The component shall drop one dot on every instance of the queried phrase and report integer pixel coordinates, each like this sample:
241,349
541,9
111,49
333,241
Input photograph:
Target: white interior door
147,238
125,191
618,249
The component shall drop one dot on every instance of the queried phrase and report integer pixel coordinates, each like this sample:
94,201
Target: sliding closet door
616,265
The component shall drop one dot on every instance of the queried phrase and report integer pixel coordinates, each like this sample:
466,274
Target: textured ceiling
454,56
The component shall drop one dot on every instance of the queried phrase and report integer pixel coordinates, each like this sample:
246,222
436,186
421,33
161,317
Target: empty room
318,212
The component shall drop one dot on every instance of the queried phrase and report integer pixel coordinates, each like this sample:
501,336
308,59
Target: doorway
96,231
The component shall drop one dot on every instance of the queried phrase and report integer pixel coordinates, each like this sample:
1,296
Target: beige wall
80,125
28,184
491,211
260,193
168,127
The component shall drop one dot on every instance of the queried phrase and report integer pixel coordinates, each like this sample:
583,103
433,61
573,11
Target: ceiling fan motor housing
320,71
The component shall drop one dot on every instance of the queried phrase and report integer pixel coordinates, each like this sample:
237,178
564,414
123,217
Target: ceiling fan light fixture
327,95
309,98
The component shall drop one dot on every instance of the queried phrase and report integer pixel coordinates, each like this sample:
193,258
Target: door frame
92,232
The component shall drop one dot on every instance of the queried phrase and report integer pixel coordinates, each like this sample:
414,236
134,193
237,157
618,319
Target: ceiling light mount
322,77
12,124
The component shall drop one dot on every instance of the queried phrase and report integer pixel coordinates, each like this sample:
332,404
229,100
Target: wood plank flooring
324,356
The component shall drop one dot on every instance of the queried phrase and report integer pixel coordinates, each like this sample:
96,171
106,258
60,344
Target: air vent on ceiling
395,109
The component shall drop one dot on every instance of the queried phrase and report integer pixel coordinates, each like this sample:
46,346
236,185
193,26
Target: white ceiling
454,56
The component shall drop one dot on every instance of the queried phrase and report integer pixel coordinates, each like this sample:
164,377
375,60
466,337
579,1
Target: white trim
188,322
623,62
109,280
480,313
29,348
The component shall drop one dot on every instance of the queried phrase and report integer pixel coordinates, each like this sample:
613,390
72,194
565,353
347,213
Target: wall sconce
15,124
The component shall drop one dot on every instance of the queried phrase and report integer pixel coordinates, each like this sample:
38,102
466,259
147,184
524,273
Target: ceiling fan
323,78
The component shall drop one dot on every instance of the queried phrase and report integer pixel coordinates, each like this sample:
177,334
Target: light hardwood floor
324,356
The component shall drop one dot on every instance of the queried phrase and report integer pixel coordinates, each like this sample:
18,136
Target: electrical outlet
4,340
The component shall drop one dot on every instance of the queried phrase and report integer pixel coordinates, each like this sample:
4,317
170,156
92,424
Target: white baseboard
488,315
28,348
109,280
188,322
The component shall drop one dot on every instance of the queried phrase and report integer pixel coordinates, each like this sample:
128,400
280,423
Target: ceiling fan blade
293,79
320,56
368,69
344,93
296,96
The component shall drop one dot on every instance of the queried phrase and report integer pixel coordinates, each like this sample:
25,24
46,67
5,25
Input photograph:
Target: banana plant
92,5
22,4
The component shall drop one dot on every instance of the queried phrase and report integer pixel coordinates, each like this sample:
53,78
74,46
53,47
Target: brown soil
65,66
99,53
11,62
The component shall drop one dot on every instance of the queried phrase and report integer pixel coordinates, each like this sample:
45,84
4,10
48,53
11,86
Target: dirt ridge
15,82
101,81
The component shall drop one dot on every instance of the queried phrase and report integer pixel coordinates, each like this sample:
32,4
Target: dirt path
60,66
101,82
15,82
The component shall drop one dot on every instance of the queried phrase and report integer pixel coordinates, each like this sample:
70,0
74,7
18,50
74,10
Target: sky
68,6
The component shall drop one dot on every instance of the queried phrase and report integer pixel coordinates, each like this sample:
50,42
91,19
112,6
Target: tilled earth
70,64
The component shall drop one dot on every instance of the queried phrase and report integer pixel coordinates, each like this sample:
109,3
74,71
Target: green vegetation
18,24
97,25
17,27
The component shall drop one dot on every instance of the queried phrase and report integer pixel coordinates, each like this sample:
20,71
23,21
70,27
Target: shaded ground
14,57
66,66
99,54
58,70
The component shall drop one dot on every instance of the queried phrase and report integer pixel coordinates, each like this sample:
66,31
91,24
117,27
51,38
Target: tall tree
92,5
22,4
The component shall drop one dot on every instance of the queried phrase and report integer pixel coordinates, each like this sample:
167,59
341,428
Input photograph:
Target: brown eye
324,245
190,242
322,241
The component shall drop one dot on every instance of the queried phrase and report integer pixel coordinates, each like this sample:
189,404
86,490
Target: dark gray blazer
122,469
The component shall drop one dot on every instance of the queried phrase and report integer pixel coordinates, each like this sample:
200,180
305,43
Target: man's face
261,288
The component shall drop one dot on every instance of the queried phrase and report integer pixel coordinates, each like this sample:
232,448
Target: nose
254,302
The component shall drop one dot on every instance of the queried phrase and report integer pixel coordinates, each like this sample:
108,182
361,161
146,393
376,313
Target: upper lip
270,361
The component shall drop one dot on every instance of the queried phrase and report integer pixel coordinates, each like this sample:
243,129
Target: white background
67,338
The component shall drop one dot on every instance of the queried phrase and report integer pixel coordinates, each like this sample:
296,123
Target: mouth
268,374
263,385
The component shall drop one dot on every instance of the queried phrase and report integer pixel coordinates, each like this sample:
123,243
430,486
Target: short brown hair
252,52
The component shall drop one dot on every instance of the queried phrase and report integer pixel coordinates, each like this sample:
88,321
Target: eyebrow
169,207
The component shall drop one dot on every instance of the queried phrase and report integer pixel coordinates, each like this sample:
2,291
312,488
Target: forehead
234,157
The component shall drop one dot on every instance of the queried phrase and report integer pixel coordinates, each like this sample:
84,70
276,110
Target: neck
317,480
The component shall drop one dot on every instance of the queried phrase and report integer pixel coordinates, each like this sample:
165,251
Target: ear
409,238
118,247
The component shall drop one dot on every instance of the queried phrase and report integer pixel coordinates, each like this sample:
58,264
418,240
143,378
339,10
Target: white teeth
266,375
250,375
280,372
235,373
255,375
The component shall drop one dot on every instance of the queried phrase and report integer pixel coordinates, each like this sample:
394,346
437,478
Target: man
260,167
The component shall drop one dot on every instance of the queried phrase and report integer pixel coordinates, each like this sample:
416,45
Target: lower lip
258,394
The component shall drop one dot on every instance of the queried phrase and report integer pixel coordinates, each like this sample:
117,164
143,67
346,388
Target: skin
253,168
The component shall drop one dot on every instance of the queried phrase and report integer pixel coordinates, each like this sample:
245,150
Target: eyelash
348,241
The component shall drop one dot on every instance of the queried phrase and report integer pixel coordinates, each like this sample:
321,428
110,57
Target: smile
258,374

----------------------------------------

Output each entry precisely as given.

[Output below]
The component shall drop one dot on every instance of the queried phrase and report integer pixel coordinates, each like this sample:
241,349
541,9
111,49
333,241
Input photograph:
Target: white interior door
147,238
125,191
618,249
The component shall drop one dot on every instance of the queried phrase and report integer pixel coordinates, each like this sample:
94,201
Target: sliding closet door
616,265
The component shall drop one dot on every instance of the queried phrase and report integer pixel coordinates, each like this sample:
466,274
Target: textured ceiling
454,56
The component shall drop one dot on every instance of the queried phrase and report integer pixel coordinates, each like this sample:
246,222
436,186
421,33
161,317
Target: empty room
318,212
The component shall drop one dot on every instance of the queried phrase and report integer pixel coordinates, each like this sample:
501,336
308,59
Target: doorway
96,231
The component shall drop one dot on every instance of the queried phrase and report integer pixel coordinates, each like this sample:
1,296
Target: beige wall
80,125
28,184
491,211
260,193
168,127
The component shall drop one dot on every instance of the queried phrase and report integer pixel coordinates, each like this sample:
583,103
433,61
573,11
Target: ceiling fan motor housing
320,71
The component shall drop one dot on every instance of the queried phrase and report integer pixel coordinates, each like this sample:
237,178
564,414
123,217
Target: ceiling fan light fixture
327,95
309,98
The component shall drop one dot on every instance of the queried phrase and report integer pixel coordinates, each like this sample:
193,258
Target: door frame
92,232
The component shall drop one dot on every instance of the queried phrase and report integer pixel coordinates, each like this sample:
414,236
134,193
237,157
618,319
Target: ceiling light mount
322,77
12,124
The component shall drop one dot on every instance of the queried phrase and report integer pixel coordinates, each like this sample:
332,404
229,100
Target: wood plank flooring
324,356
The component shall drop one dot on every instance of the queried phrase and report integer pixel coordinates, each like this sample:
96,171
106,258
60,344
Target: air vent on ceiling
395,109
The component shall drop one dot on every instance of the queried phrase and report integer pixel coordinates, each like this sample:
46,346
236,185
193,26
Target: white ceiling
454,56
The component shall drop one dot on every instance of the queried phrase and report integer pixel coordinates, each like this sample:
164,377
375,60
466,337
579,1
Target: white trim
188,322
623,62
109,280
480,313
29,348
The component shall drop one dot on every instance of the queried phrase and report integer pixel coordinates, each like this sample:
613,390
72,194
565,353
347,213
Target: wall sconce
15,124
The component shall drop one dot on every instance of the queried phrase and report integer pixel coordinates, each like this sample:
38,102
466,259
147,184
524,273
Target: ceiling fan
323,78
The component shall drop one dot on every instance of the queried phrase and report integer pixel coordinates, each like this sample:
177,334
Target: light hardwood floor
324,356
The component shall drop one dot on every instance of the queried phrase and report integer pixel coordinates, each like this sample:
18,136
Target: electrical outlet
4,340
The component shall drop one dot on every instance of the queried phrase and report integer pixel coordinates, each like this sample:
4,317
170,156
92,424
Target: white baseboard
488,315
28,348
109,280
188,322
The component shall drop one dot on every instance of the queried phrase and report integer pixel coordinates, each like this sample:
128,400
280,423
Target: ceiling fan blade
293,79
320,56
368,69
344,93
296,96
The component shall drop one dot on every instance of the queried phrase and report integer pixel coordinates, each like this sample:
25,24
46,67
5,25
Input photograph:
Target: banana plant
92,5
22,4
The component shall drop one dot on every instance of the queried phrase and report integer pixel coordinates, each like this sample:
53,78
74,46
53,47
Target: brown soil
65,66
99,53
11,62
The component shall drop one dot on every instance of the queried phrase and report integer pixel coordinates, each like this sample:
45,84
4,10
48,53
11,86
Target: dirt ridge
15,82
101,81
The component shall drop one dot on every instance of the queried phrase and report integer pixel coordinates, each like this sample:
32,4
Target: dirt path
60,66
101,82
15,82
The component shall drop one dot on every instance of the queried phrase and report integer pixel coordinates, each like this sample:
70,0
74,7
18,50
74,10
Target: sky
68,6
The component shall drop one dot on every instance of the queried phrase and report integer pixel coordinates, each like this sample:
50,42
91,19
112,6
Target: tilled earth
70,64
The component shall drop one dot on every instance of the queried phrase and report integer pixel coordinates, each like this sample:
109,3
74,71
Target: green vegetation
18,24
97,25
17,27
The component shall drop one dot on every instance of the queried phrase and report integer pixel coordinates, each like this sample:
20,71
23,21
70,27
Target: shaded ground
14,57
66,66
99,54
58,70
The component shall drop one dot on every instance of the queried phrase and report integer pixel coordinates, each like this sample:
66,31
91,24
117,27
51,38
Target: tall tree
92,5
22,4
The component shall drop one dot on every instance of the queried phrase and report integer pixel coordinates, each like this sample:
167,59
341,428
Input photograph:
Target: brown eye
324,245
190,242
322,241
The component shall drop one dot on every instance of the queried phrase and report integer pixel coordinates, each like this sample:
189,404
86,490
Target: dark gray blazer
122,469
The component shall drop one dot on every instance of the queried phrase and report integer pixel coordinates, each like this sample:
200,180
305,43
Target: man's face
261,288
The component shall drop one dot on every instance of the queried phrase and report integer pixel coordinates, each like this sample:
232,448
Target: nose
254,302
The component shall drop one dot on every instance of the queried phrase and report integer pixel coordinates, each like this sample:
108,182
361,161
146,393
376,313
Target: upper lip
270,361
The component shall drop one dot on every instance of the queried phrase and report integer pixel coordinates, each like this sample:
243,129
Target: white background
67,338
The component shall drop one dot on every instance of the queried phrase and report integer pixel coordinates, each like this sample:
296,123
Target: mouth
268,374
263,385
The component shall drop one dot on every instance of the queried phrase and report integer pixel coordinates, each like this sample:
123,243
430,486
Target: short brown hair
252,52
The component shall drop one dot on every instance of the queried phrase and report integer pixel coordinates, each like this sample:
88,321
Target: eyebrow
169,207
The component shall drop one dot on every instance of the queried phrase and report integer pixel coordinates, each like this sample:
2,291
312,488
Target: forehead
234,157
The component shall drop one dot on every instance of the queried phrase and report integer pixel coordinates, each like this sample:
84,70
276,110
Target: neck
317,480
The component shall drop one dot on every instance of the queried phrase and report integer pixel coordinates, each like this sample:
165,251
Target: ear
409,238
118,247
The component shall drop one dot on every instance of the queried phrase and report integer pixel coordinates, each like this sample:
58,264
418,240
143,378
339,10
Target: white teeth
266,375
250,375
280,372
235,373
255,375
The component shall drop one dot on every instance of the queried phrase and report integer pixel coordinates, each like this sample:
394,346
437,478
Target: man
260,167
The component shall drop one dot on every instance of the queried phrase and report integer pixel coordinates, each like this sample:
416,45
Target: lower lip
258,394
The component shall drop one dot on every instance of the queried phrase and report integer pixel coordinates, each like this sample:
117,164
143,67
346,388
Target: skin
253,168
The component shall drop one dot on every instance of the queried phrase and report integer pixel coordinates, each like this sample:
245,150
Target: eyelash
348,241
The component shall drop one dot on every instance of the queried phrase and report integer pixel coordinates, each like this sample:
321,428
110,57
Target: smile
258,374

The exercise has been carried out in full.